Page excerpt
---*---
It wouldn't surprise me one bit if they bad mouth him even if he replaces the countertops. Repair or replace it is what it is. They think he damaged it, is denying it and trying to get out of making it right.

OP, tell them you didn't do it and that there is no further discussion. Tell them if there was any doubt in your mind, you would have it repaired. Then walk away. One bad review makes not a bad contractor. Think of the can of worms you open trying to fix it or hiring someone to fix it. Line the trim ring up with the nick and show them that it was covered up by the ring.


----------



## BC Carpenter (Dec 28, 2010)

Sounds to me like the HO is being a bit unreasonable-I would not spend a lot of effort trying to make unreasonable people happy.

I would offer to put a trim ring around it-not for free however.

If they keep it up with the talk of buying new countertops, tell them you are fine seeing them in court, as you feel you have done no wrong, and am being blamed for something that is not your fault. Politely with a smile.
---*---
Data excerpts
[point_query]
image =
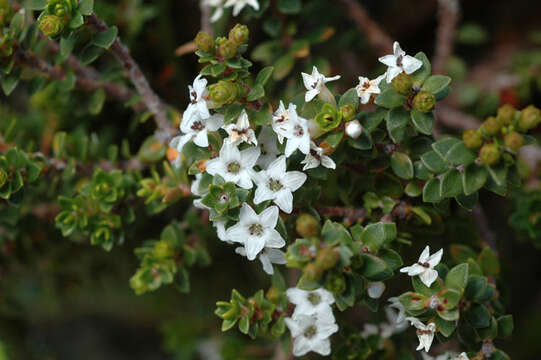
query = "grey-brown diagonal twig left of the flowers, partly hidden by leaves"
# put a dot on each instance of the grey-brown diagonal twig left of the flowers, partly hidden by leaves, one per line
(152, 101)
---*---
To do
- 1) In the countertop thread, what does BC Carpenter say he would offer to put around the damage?
- 2) Decide whether each statement agrees with the countertop thread, answering yes or no and quoting the deciding words: (a) BC Carpenter would put on the trim ring at no charge. (b) The first post tells the OP to line the trim ring up with the nick. (c) BC Carpenter says to bring up court in an angry tone.
- 3) Write the next part of the countertop thread, picking up after its last sentence.
The data has no connection to the countertop thread.

Expected results
- 1) A trim ring, though not for free.

- 2)
(a) No: "not for free however."
(b) Yes: "Line the trim ring up with the nick and show them that it was covered up by the ring."
(c) No: "Politely with a smile."

- 3)
I highly doubt they would ever go to court over it. I've never run into a similar problem, however people who demanded a new countertop or would be going to court...seems to be there are easier ways to deal with a small chip. I would be polite and professional, however I wouldn't hestitate to stop contact with them if they continued to be unreasonable. There are always good customers who will want you back to do work.


----------



## KAP (Feb 19, 2011)

carydodd,

The problem as you laid it out, is that you didn't inform the customer right away about the chip. Fairly or not, it is a he-said-she-said thing and the courts usually award any ambiguity to the HO. Simply put, the judge would ask you if it wasn't you, why didn't you inform the customer when you came across it? Good question... Any answer is going to come across as CYA...

From the HO's perspective, there wasn't a chip when you started and there was one when you were done... not an unreasonable assumption since you didn't let them know about the chip...

That said, I wouldn't immediately fold on this one. If it were from a screwdriver as the customer asserts, there would be a depression on the corner from where you lifted, not just a chip. 

What color is it? I mean, we are talking a 1/4" here... there are solutions to repair, but a color is needed first...


----------



## iDAHOchris (Feb 11, 2012)

If it was my counter and I wasnt made aware of damage when discovered ,but after plummer was done I too would be pissed. Not to mention the outrageous bill to do it. Fix It. Im sure it can be fixed . Why did the sink get replaced in the 1rst place? Did it need replaced?


----------



## DavidC (Feb 16, 2008)

Judging by the lack of OP's participation in his thread I'm guessing that the HO used him as fill when he repaired the chip himself.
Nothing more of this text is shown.